**ASSIGNMENT**
Report all lines of the data below that hold the word "floral".

(Saved entries)

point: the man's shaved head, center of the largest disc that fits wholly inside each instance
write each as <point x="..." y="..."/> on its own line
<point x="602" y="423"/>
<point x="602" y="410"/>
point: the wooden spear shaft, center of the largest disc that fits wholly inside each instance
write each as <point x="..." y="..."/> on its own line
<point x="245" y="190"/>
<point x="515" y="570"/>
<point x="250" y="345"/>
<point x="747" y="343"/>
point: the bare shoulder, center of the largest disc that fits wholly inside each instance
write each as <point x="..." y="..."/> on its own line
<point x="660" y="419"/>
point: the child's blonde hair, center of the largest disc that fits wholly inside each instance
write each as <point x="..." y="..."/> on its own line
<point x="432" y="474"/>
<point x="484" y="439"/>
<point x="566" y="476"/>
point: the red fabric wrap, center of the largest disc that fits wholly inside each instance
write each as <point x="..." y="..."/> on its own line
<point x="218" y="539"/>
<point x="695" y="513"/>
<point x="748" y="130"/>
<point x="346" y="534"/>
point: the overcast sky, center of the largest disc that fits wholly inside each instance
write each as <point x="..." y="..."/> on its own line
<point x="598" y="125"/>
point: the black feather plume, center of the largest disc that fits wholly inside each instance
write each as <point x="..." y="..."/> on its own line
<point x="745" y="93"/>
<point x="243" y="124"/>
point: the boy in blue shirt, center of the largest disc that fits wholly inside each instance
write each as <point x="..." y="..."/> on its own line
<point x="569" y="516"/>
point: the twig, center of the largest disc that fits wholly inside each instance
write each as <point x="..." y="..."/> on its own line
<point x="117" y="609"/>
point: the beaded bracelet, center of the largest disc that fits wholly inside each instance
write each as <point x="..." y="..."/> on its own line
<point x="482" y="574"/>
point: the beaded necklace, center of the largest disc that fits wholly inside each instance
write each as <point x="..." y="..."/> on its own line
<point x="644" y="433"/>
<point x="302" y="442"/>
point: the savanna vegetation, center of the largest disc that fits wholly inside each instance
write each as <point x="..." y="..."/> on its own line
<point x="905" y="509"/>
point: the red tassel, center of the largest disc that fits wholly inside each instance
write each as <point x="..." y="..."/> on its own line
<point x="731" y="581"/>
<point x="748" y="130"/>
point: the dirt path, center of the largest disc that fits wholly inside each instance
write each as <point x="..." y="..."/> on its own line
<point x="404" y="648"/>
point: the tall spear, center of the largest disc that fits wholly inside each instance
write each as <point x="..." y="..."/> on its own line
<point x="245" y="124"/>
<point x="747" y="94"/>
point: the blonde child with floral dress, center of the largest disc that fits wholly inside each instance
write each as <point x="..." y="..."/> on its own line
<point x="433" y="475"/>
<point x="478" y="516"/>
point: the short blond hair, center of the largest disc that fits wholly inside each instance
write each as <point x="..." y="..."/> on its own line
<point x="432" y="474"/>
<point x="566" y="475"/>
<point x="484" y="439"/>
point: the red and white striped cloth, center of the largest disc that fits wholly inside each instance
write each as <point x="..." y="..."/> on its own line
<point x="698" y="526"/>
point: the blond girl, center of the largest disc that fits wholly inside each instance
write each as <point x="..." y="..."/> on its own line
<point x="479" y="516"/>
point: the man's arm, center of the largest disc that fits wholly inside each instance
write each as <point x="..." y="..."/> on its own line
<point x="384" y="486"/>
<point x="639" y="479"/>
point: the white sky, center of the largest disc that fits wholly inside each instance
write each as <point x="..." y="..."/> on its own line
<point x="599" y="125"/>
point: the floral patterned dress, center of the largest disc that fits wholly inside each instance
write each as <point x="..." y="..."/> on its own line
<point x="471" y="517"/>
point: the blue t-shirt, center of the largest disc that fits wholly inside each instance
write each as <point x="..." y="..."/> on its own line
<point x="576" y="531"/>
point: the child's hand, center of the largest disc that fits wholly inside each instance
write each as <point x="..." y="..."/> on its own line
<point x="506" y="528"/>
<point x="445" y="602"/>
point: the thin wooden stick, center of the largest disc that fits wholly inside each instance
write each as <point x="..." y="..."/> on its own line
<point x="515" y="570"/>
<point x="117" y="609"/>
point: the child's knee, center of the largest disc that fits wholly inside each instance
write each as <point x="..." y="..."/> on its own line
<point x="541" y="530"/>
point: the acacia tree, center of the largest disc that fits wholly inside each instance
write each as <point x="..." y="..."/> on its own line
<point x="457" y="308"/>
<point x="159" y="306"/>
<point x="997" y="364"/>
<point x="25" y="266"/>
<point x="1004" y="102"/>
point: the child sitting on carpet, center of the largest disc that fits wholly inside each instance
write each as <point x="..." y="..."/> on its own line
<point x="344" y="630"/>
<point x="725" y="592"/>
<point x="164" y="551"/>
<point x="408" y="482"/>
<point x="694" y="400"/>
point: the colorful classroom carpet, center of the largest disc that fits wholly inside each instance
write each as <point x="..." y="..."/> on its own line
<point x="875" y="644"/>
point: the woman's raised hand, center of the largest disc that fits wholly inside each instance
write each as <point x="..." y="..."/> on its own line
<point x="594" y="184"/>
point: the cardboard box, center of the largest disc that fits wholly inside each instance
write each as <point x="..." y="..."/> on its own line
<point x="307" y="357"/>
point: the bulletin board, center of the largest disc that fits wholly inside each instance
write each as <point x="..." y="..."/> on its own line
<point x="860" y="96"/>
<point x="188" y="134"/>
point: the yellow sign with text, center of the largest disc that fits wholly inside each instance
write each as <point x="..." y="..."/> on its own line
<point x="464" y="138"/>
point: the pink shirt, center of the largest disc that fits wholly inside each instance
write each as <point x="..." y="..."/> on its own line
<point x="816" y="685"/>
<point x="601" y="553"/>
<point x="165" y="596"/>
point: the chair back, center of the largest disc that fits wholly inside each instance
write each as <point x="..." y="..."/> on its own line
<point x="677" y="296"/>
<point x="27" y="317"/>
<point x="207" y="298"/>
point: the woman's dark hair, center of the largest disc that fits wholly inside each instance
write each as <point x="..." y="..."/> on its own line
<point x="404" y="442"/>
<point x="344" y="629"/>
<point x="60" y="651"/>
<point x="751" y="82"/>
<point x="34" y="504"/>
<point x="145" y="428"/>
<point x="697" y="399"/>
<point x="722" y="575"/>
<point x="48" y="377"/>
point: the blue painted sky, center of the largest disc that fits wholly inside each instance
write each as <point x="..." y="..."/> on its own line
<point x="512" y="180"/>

**OUTPUT FOR THIS EXERCISE**
point: the blonde child with floral dress, center of the largest disc that fits wholly inside each instance
point: the floral patterned dress, center of the largest disc that fits wholly inside each instance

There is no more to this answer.